_EXERCISE SET_:
(1) Please reproduce the stockholder agreement excerpt from "8. Miscellaneous." up to and including "invalidated.", switching "court of competent jurisdiction" to "arbitral tribunal".
(2) Answer these questions from the stockholder agreement excerpt, marking each answer with its letter:
(a) As of what date does the Agreement terminate?
(b) In what capacity is a Stockholder not required by Section 6 to give any consent or waiver?
(c) How may the Agreement be modified, amended, altered or supplemented?

_DOCUMENT EXCERPT_:
********************
6. Consent and Waiver. Each Stockholder hereby gives any consents
or waivers that are reasonably required for the consummation of the
Transaction under the terms of any agreement to which such Stockholder is a
party or pursuant to any rights such Stockholder may have provided,
however, that such Stockholder shall not be required by this Section 6 to
give any consent or waiver in his capacity as a director or officer of
Company.
7. Termination. This Agreement and the Proxy delivered in
connection herewith and all obligations of each Stockholder hereunder and
thereunder, shall terminate and shall have no further force or effect as of
the Expiration Date.
8. Miscellaneous.
8.1. Severability. If any term, provision, covenant or restriction
of this Agreement is held by a court of competent jurisdiction to be
invalid, void or unenforceable, then the remainder of the terms,
provisions, covenants and restrictions of this Agreement shall remain in
full force and effect and shall in no way be affected, impaired or
invalidated.
8.2. Binding Effect and Assignment. This Agreement and all of the
provisions hereof shall be binding upon and inure to the benefit of the
parties hereto and their respective successors and permitted assigns, but,
except as otherwise specifically provided herein, neither this Agreement
nor any of the rights, interests or obligations of the parties hereto may
be assigned by either of the parties without the prior written consent of
the other. This Agreement is intended to bind each Stockholder solely as a
securityholder of Company only with respect to the specific matters set
forth herein.
8.3. Amendment and Modification. This Agreement may not be modified,
amended, altered or supplemented except by the execution and delivery of a
written agreement executed by the parties hereto.
********************
_STORED DATA_:

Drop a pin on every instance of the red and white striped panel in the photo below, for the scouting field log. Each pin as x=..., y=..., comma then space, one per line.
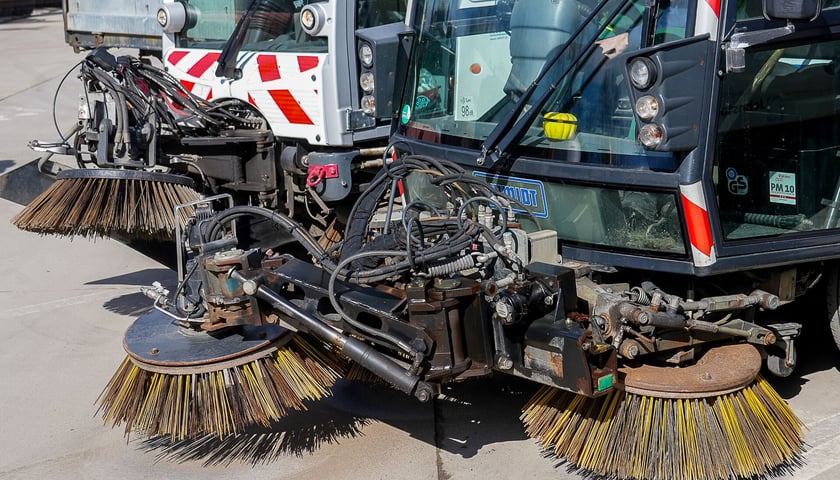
********************
_FULL ANSWERS_:
(1)
8. Miscellaneous.
8.1. Severability. If any term, provision, covenant or restriction
of this Agreement is held by a arbitral tribunal to be
invalid, void or unenforceable, then the remainder of the terms,
provisions, covenants and restrictions of this Agreement shall remain in
full force and effect and shall in no way be affected, impaired or
invalidated.

(2)
(a) The Expiration Date.
(b) As a director or officer of Company.
(c) Only by the execution and delivery of a written agreement executed by the parties hereto.